TASK
Rewrite part of the data as a numbered list without blank lines. Start at the line containing "patch --coords pixels", stop after the line containing "[[[74,168],[94,168],[94,162],[74,162]]]", and include nothing else.

INPUT MATERIAL
######
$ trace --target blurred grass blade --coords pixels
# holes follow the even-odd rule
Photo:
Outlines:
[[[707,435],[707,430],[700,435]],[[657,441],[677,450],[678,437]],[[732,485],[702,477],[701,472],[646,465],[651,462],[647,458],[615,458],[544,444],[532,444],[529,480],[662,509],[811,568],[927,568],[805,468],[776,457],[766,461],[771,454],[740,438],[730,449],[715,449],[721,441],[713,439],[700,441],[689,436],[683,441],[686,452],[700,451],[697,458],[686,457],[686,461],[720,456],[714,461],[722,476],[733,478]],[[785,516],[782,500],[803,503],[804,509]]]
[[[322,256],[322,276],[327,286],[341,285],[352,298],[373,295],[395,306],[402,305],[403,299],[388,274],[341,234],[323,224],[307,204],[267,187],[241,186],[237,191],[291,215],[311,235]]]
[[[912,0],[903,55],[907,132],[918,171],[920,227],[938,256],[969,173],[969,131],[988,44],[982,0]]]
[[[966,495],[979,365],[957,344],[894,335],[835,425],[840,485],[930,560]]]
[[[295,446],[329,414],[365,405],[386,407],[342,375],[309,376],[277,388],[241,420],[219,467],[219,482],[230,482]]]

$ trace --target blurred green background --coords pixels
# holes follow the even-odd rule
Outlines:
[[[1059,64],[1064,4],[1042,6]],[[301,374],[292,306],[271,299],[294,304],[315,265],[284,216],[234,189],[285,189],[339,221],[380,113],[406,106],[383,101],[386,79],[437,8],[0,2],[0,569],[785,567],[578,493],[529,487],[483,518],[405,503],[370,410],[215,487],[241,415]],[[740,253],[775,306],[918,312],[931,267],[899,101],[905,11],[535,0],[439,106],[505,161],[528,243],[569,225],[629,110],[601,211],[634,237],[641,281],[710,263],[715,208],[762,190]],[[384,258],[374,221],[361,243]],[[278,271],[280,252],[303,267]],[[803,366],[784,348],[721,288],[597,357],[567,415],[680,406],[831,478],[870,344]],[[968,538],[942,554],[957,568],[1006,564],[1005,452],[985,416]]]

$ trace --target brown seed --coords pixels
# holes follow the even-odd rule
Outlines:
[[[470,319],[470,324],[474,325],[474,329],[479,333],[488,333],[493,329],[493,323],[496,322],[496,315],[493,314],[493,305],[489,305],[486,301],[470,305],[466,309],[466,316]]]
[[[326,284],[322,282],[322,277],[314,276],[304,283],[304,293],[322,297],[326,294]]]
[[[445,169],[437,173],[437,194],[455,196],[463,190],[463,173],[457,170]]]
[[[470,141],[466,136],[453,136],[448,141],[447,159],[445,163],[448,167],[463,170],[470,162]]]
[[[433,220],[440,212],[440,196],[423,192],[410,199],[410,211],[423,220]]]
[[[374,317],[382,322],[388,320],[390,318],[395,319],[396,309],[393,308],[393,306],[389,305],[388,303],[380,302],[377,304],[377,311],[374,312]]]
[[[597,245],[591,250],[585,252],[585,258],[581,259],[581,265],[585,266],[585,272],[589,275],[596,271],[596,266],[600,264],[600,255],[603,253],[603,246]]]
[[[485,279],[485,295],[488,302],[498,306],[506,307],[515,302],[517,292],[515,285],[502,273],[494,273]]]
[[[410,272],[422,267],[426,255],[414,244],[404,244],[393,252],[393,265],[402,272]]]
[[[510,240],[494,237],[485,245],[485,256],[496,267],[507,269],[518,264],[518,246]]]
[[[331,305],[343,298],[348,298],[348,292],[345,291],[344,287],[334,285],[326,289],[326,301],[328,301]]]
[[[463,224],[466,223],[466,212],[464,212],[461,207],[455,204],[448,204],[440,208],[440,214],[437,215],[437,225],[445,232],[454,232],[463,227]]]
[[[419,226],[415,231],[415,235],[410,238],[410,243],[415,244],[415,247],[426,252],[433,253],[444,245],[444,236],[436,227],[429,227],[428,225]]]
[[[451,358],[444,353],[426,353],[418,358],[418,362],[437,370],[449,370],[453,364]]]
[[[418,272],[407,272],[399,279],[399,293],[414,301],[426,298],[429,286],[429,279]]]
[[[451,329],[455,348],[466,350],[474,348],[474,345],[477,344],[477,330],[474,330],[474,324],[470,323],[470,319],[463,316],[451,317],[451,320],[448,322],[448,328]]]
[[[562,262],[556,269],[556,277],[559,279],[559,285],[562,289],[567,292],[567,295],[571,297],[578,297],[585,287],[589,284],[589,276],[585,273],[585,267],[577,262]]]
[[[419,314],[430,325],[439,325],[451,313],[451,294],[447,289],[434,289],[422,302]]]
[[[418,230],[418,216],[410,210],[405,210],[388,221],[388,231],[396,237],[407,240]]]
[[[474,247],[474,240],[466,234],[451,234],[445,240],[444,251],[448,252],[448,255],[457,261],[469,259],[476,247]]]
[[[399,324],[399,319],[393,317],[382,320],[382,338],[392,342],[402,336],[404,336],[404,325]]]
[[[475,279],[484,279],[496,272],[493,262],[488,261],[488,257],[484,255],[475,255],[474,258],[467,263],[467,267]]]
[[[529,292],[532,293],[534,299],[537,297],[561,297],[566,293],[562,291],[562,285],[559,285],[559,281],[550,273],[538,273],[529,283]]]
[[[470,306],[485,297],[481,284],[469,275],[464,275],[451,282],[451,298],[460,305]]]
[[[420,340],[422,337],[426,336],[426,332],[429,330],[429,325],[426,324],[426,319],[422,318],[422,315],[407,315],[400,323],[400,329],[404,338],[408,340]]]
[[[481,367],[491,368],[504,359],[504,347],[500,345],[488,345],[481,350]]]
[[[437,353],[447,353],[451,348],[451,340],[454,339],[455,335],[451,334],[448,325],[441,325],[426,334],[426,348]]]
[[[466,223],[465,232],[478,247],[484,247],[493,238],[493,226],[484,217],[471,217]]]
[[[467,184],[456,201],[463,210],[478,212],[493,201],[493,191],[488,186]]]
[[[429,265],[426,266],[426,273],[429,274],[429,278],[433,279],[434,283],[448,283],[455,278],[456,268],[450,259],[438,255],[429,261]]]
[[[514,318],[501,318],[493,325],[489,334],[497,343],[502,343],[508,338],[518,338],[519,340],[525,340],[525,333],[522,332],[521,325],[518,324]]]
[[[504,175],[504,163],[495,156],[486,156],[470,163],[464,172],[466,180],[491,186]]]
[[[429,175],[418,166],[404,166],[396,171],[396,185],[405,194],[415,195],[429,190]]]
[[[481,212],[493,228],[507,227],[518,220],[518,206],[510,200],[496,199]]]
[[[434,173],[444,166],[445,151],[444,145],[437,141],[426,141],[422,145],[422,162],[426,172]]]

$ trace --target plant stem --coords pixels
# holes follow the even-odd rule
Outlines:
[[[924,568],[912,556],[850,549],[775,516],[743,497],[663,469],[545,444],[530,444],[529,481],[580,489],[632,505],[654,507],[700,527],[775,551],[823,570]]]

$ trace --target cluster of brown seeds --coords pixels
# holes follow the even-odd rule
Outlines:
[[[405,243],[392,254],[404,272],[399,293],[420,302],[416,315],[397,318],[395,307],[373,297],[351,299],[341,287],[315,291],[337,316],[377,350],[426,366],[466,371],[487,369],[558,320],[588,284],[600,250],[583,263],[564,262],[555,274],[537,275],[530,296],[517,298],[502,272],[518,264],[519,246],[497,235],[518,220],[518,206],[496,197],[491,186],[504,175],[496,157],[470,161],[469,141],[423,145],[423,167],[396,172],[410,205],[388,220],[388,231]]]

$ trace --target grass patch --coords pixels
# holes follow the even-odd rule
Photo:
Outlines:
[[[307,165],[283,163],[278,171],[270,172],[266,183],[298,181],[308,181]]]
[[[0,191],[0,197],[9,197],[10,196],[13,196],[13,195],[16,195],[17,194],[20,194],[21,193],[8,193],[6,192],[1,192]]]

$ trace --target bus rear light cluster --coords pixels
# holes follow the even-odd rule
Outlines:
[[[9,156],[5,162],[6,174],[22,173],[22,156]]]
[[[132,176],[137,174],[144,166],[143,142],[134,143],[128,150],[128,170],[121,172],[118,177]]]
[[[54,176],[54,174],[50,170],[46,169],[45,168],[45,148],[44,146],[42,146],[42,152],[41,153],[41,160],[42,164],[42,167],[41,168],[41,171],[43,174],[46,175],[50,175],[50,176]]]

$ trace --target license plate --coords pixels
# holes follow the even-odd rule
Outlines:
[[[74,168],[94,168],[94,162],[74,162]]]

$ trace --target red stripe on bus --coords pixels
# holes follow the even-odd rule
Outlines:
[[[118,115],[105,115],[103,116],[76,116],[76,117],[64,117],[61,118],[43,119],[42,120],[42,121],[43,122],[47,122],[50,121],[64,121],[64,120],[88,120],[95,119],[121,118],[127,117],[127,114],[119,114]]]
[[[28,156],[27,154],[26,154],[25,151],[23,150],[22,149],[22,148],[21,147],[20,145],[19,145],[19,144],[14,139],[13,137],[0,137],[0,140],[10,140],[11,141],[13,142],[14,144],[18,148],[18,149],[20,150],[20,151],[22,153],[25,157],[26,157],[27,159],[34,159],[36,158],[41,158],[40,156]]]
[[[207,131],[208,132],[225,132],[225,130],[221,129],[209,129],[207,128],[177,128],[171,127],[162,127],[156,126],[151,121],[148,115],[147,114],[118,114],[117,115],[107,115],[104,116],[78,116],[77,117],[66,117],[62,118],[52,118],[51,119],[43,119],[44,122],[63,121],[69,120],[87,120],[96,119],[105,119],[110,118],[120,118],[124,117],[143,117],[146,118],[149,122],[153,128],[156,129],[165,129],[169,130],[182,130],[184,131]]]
######
EXPECTED ANSWER
1. $ trace --target grass patch --coords pixels
2. # holes follow the even-odd rule
3. Photo:
4. Outlines:
5. [[[307,165],[283,163],[278,171],[270,172],[266,183],[298,181],[308,181]]]
6. [[[0,191],[0,197],[9,197],[10,196],[13,196],[13,195],[16,195],[17,194],[20,194],[21,193],[8,193],[6,192],[1,192]]]
7. $ trace --target bus rear light cluster --coords pixels
8. # holes follow the even-odd rule
9. Outlines:
10. [[[9,156],[5,162],[6,174],[22,173],[22,156]]]
11. [[[132,176],[137,174],[144,166],[143,142],[134,143],[128,150],[128,170],[121,172],[118,177]]]
12. [[[54,176],[54,174],[50,170],[46,169],[45,168],[45,148],[44,146],[42,146],[42,152],[41,153],[41,160],[42,164],[42,167],[41,168],[41,171],[43,174],[46,175],[50,175],[50,176]]]
13. $ trace --target license plate --coords pixels
14. # holes follow the even-odd rule
15. Outlines:
16. [[[74,168],[94,168],[94,162],[74,162]]]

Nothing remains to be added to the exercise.